End of line for endangered
THE death of a juvenile beach stone-curlew at Brunswick Heads, found entangled in discarded fishing line, has halved the number of young the critically endangered shore birds will raise this year on the New South Wales Northern Rivers.
Right: A beach stone-curlew – picture by Byron Bird Buddies.
Last Sunday (July 1), National Parks and Wildlife Service (NPWS) Ranger Lori Cameron found the crab-eaten remains with 17m of fishing line wrapped around its lower leg and mangroves on the bank of Marshalls Creek.
“This is a major set back as it was one of only four chicks produced in the Northern Rivers this season and now only two survive,” says Ms Cameron.
“The juvenile was eight and a half months old and due to leave the area to find its own patch.
“The beach stone-curlew (esacus neglectus) is a critically endangered species in NSW and with only 30 individuals remaining, each loss is highly significant.
“The adult pair bond for life, raising one chick per year, feeding it soldier crabs and protecting it from predators,” says Ms Cameron.
“The dead chick was the second raised by the resident pair at Brunswick Heads Nature Reserve.
“Last year’s chick bearing a yellow flag marked ‘A1’ has been photographed in Yeppoon (Queensland).
“Byron Bird Buddies (BBB) and other volunteers spent months in the reserve monitoring the birds and educating the public to help protect the breeding site.

## DATA EXCERPT
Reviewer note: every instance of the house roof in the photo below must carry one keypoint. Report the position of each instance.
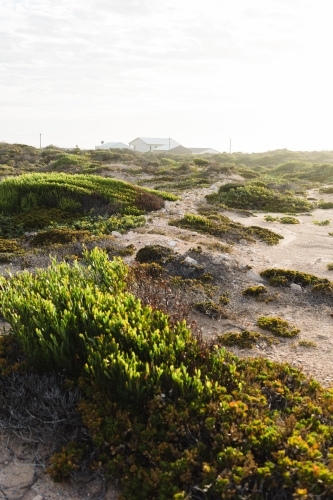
(112, 145)
(158, 141)
(201, 150)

## WORK INSTRUCTIONS
1. Decide whether each statement agrees with the beach stone-curlew article, answering yes or no and quoting the deciding words: (a) the juvenile was eight and a half months old when it died; (b) the adult pair raises two chicks per year; (c) last year's chick has been photographed in Yeppoon.
2. Print the part of the beach stone-curlew article starting with "Last Sunday (July" and going on through "is highly significant.".

## ANSWER LIST
1.
(a) Yes: "The juvenile was eight and a half months old"
(b) No: "raising one chick per year"
(c) Yes: "has been photographed in Yeppoon (Queensland)"

2.
Last Sunday (July 1), National Parks and Wildlife Service (NPWS) Ranger Lori Cameron found the crab-eaten remains with 17m of fishing line wrapped around its lower leg and mangroves on the bank of Marshalls Creek.
“This is a major set back as it was one of only four chicks produced in the Northern Rivers this season and now only two survive,” says Ms Cameron.
“The juvenile was eight and a half months old and due to leave the area to find its own patch.
“The beach stone-curlew (esacus neglectus) is a critically endangered species in NSW and with only 30 individuals remaining, each loss is highly significant.